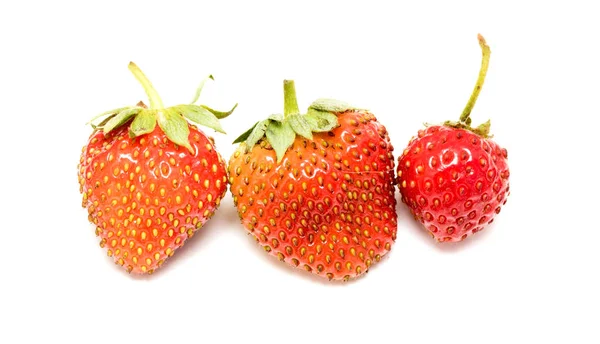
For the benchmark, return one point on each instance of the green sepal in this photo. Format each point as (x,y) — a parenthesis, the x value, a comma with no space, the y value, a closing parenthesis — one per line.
(281,136)
(112,112)
(321,121)
(120,119)
(175,127)
(143,123)
(276,117)
(258,132)
(330,105)
(220,114)
(301,125)
(245,135)
(200,87)
(199,115)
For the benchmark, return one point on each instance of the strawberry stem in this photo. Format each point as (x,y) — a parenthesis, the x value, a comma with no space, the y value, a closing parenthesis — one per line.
(485,50)
(290,103)
(153,97)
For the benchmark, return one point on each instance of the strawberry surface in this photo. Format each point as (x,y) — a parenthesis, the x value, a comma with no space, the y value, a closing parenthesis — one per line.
(327,205)
(150,179)
(454,177)
(147,196)
(453,181)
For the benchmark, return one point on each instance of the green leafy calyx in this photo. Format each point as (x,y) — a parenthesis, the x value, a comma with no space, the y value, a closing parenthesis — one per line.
(281,130)
(465,119)
(173,120)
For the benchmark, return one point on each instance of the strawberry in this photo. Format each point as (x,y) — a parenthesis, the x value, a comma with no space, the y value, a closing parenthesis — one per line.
(317,190)
(453,177)
(149,188)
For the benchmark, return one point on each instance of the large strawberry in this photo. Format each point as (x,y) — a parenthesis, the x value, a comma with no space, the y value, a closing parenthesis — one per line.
(316,190)
(453,177)
(149,188)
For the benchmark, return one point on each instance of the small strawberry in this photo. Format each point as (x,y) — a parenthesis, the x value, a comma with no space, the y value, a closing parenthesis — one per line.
(453,177)
(317,189)
(149,188)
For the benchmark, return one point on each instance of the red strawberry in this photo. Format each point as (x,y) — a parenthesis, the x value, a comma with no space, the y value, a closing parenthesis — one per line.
(317,189)
(149,188)
(453,177)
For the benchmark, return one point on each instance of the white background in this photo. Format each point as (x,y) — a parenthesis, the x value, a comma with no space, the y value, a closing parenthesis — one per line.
(530,277)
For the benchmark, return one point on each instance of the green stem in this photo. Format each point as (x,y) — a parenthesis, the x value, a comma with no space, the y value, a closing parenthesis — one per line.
(153,97)
(485,49)
(290,103)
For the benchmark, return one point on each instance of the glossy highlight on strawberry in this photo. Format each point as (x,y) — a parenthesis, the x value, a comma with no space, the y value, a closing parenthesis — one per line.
(325,203)
(455,178)
(145,193)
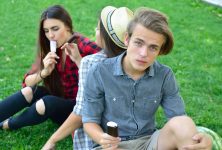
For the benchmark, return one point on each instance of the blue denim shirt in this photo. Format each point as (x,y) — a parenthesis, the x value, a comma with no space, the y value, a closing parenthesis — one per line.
(111,95)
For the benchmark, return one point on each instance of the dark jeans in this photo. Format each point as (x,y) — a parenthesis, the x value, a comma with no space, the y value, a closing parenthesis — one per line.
(56,108)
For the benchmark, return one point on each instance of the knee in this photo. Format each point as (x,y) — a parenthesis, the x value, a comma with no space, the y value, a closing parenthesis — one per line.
(27,93)
(181,124)
(40,107)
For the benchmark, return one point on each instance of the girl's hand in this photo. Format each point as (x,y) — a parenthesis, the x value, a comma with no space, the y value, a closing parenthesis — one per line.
(49,64)
(109,142)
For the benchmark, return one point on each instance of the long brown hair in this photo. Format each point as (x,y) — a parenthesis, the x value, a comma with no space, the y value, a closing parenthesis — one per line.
(52,82)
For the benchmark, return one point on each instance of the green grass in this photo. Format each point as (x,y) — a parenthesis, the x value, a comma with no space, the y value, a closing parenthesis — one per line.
(196,58)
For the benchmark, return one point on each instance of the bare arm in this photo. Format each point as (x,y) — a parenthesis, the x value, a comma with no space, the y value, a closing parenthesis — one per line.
(49,64)
(71,124)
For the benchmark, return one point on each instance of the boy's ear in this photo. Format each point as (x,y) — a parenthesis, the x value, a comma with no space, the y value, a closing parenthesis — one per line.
(126,39)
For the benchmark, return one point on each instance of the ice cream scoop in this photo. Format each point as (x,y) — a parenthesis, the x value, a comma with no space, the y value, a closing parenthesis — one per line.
(53,46)
(112,128)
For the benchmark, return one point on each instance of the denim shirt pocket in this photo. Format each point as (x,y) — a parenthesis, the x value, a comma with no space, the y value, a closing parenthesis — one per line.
(150,105)
(115,104)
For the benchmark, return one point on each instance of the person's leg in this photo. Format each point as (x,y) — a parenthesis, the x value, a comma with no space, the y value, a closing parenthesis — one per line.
(15,103)
(176,133)
(30,96)
(40,111)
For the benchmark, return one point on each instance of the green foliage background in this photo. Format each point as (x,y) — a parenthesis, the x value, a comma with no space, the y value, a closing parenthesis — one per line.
(196,58)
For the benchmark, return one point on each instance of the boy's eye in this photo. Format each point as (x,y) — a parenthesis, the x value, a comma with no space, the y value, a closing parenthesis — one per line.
(55,28)
(153,48)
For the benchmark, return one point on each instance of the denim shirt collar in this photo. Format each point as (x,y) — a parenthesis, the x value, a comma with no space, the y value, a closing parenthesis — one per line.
(118,69)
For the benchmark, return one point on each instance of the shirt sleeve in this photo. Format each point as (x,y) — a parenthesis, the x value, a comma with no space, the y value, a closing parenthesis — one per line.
(83,71)
(93,97)
(172,102)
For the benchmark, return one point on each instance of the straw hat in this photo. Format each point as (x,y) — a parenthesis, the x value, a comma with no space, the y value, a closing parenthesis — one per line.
(115,21)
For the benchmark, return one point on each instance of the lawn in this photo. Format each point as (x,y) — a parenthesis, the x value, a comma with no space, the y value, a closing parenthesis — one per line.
(196,59)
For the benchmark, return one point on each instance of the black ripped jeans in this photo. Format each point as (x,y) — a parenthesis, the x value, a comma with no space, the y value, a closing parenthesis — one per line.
(56,108)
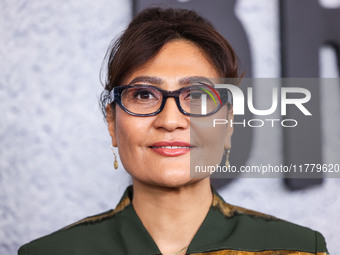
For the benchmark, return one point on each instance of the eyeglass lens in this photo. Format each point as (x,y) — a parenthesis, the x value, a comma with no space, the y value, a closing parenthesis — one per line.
(145,99)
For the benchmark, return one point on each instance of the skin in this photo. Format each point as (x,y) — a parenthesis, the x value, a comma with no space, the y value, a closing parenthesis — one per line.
(170,203)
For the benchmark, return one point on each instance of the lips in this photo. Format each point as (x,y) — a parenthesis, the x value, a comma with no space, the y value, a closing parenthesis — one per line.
(171,148)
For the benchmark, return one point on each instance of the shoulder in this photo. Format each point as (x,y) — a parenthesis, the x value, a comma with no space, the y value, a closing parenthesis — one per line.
(82,237)
(260,231)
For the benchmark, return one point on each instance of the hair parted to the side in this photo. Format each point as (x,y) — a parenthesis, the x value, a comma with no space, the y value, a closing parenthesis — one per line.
(150,30)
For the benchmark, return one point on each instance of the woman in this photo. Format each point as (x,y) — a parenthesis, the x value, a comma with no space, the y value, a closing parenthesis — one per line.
(158,95)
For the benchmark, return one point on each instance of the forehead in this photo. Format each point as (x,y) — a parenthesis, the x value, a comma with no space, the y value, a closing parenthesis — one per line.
(175,62)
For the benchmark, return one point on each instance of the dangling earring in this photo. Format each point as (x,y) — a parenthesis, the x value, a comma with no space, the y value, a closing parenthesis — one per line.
(115,163)
(227,164)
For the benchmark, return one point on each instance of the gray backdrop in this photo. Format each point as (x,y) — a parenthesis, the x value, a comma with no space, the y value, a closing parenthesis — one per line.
(56,164)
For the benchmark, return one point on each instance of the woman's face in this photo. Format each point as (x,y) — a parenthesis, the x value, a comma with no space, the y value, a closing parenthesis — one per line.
(140,139)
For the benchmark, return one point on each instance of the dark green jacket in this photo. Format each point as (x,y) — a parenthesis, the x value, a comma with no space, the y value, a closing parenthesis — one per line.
(226,230)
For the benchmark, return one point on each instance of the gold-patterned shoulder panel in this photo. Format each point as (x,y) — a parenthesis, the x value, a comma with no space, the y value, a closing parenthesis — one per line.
(230,210)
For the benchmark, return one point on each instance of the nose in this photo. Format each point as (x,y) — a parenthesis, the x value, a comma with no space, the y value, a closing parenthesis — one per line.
(170,118)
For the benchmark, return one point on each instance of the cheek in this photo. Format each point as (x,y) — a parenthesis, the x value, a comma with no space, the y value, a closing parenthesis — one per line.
(131,136)
(208,139)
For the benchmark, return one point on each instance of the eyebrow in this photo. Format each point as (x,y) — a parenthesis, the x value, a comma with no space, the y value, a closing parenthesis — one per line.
(183,81)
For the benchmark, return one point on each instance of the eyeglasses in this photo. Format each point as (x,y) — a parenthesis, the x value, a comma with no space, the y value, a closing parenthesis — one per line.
(147,100)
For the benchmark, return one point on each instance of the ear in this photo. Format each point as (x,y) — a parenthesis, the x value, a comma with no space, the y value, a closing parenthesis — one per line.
(111,121)
(229,129)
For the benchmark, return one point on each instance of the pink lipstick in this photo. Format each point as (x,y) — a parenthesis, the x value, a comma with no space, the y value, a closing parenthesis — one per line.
(171,148)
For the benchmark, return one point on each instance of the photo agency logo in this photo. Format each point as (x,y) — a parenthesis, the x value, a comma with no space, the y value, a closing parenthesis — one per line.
(236,97)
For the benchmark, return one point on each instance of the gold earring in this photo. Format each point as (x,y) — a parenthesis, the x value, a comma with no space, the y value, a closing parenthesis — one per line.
(227,164)
(115,163)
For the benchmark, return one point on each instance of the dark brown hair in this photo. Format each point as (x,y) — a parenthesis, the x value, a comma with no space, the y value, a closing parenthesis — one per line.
(150,30)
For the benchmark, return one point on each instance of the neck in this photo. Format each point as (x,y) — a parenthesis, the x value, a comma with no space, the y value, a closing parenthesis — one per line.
(172,216)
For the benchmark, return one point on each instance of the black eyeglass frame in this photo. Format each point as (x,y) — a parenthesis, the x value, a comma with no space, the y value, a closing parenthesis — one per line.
(115,96)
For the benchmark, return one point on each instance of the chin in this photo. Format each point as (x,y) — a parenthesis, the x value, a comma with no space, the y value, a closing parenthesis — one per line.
(177,179)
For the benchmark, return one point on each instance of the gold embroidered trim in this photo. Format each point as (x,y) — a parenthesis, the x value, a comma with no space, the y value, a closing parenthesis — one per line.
(230,210)
(268,252)
(124,203)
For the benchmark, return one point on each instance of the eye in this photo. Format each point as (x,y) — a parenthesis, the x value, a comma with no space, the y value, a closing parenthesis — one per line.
(193,94)
(144,94)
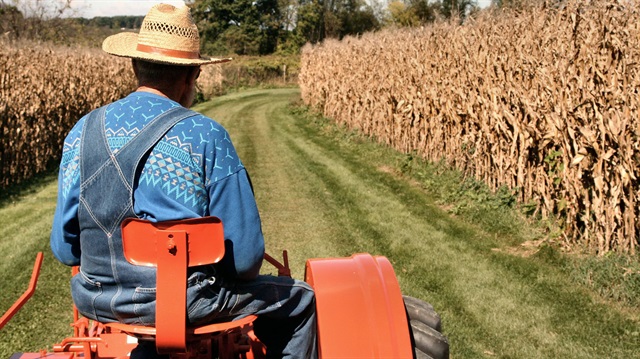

## GOAL
Pull out every line of the records that contains the word "background", and treat uppercase and lowercase letters as different.

## THE REPLY
For the benchmark, return one point on each instance of the white background in this photo. Format each point as (x,y) — a parenthesis, the x value, a comma with no space, the y value, a closing parenthesis — one per line.
For the benchmark, return one point on each instance of the green foliage background in this photo. Format each point as (x,y) — a parenthesis, the x value, a comma with no space, the y value, a closing parenthesis — one per line.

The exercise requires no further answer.